**COMPLETE THE FOLLOWING**
**a)** Retype the part of the OpenOffice port thread that begins at the words "editors/openoffice.org-3 has been" and stops after "then uninstall OpenOffice.org.".
**b)** Write what comes next in the forum thread on the OpenOffice.org port, starting right after its last sentence.

It still works when I execute it.  But I wonder if the port has been shifted over to apache.  I didn't see anything in /usr/ports/UPDATING, at least no matches on my search criteria.  Same on this site, apart from the push to LibreOffice.

I can't build LibreOffice, but that's another topic.

Is there a portmaster command that I failed to see?


----------



## phoenix (Jul 1, 2012)

editors/openoffice.org-3 has been replaced by editors/libreoffice in the ports tree.

You can continue to use OpenOffice.org as long as you have it installed.  But there won't be any updates to it.

If you want updated support for ODT, then you'll need to install LibreOffice, and then uninstall OpenOffice.org.


----------



## OH (Jul 1, 2012)

One should note that editors/openoffice-3 is now also available. Which is, like you said, the OpenOffice software maintained by the good folks at Apache.

For starters it has a more solid building process.


----------



## phoenix (Jul 3, 2012)

Nope.  That port has been removed from the ports tree.


----------



## OH (Jul 3, 2012)

phoenix said:
			
		

> Nope.  That port has been removed from the ports tree.

**GIVEN INFORMATION**
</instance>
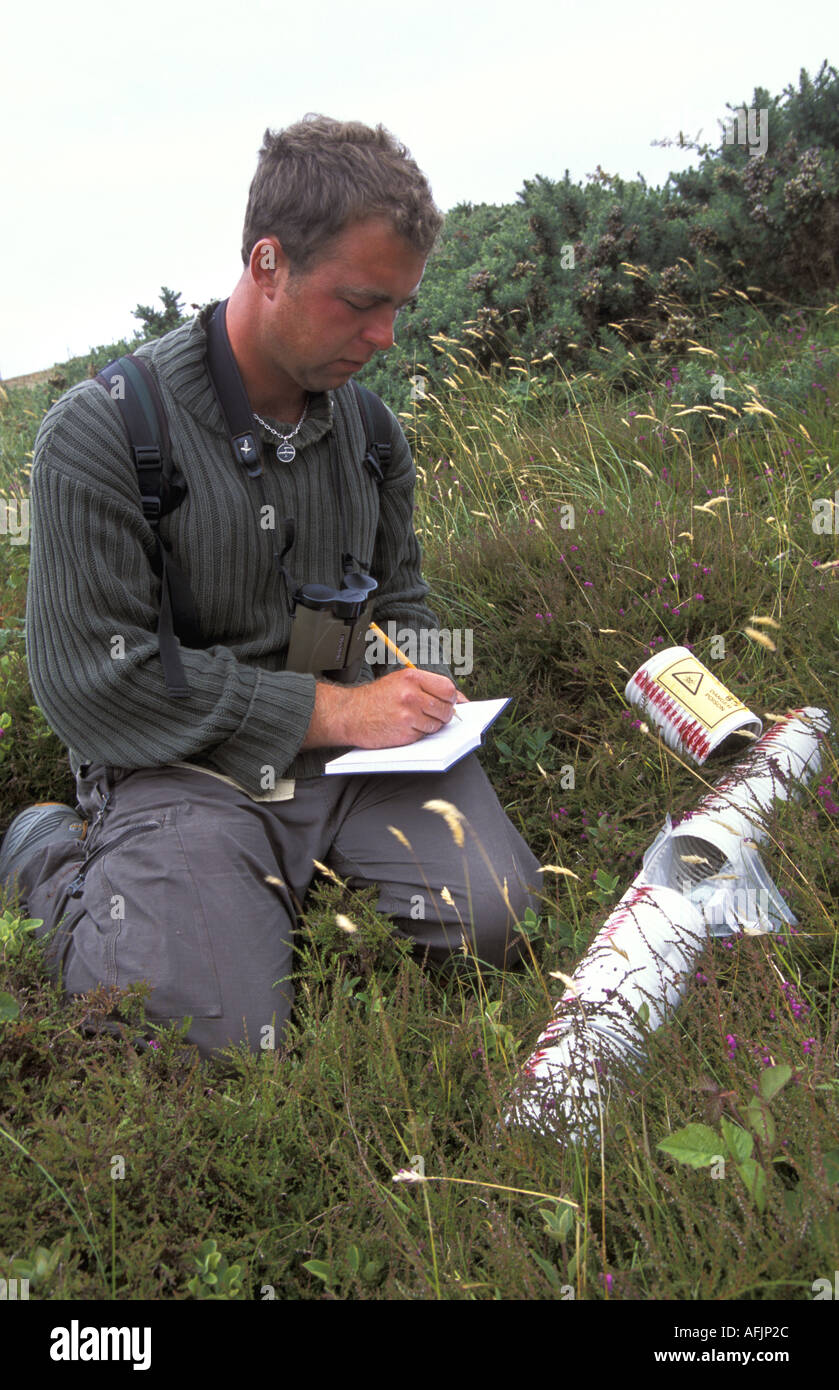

**RESPONSES TO THE EXERCISE**
**a)**
editors/openoffice.org-3 has been replaced by editors/libreoffice in the ports tree.

You can continue to use OpenOffice.org as long as you have it installed.  But there won't be any updates to it.

If you want updated support for ODT, then you'll need to install LibreOffice, and then uninstall OpenOffice.org.

**b)**
Granted, the whole OO(o) / LO situation is a bit of a mess and the portstree reflects that.


editors/libreoffice - That's the one that split of after Oracle took over SUN. It hit the ports tree in february 2011 after which, from what I've read, it quickly gained popularity over the old OpenOffice.org that Oracle didn't really do much with.
editors/openoffice-3 - Is the continuation of editors/openoffice.org-3, see MOVED entry 2012-05-09.
Now that the code resides with Apache (donated by Oracle) they renamed the program to Apache OpenOffice, which meant they could also get rid of the .org extension to the name (which was there to solve a trademark issue).
editors/openoffice-3-devel - Is the continuation of editors/openoffice.org-3-devel, see MOVED entry 2012-02-06.
editors/openoffice.org-vcltesttool - Appears to me to be leftover from the "old" OpenOffice.org era, someone from the office team might have to take a look at that.

Then there are 86 libreoffice-* ports for 85 different languages. You used to be able to specify your preferred language by setting LOCALIZED_LANG but somehow this is better according to the office team (I'm not in that team).

OpenOffice and LibreOffice can exist alongside each other, so feel free to give both a try. LibreOffice builds fine after the latest update to 3.5.4 (YMMV as always).


----------



## phoenix (Jul 3, 2012)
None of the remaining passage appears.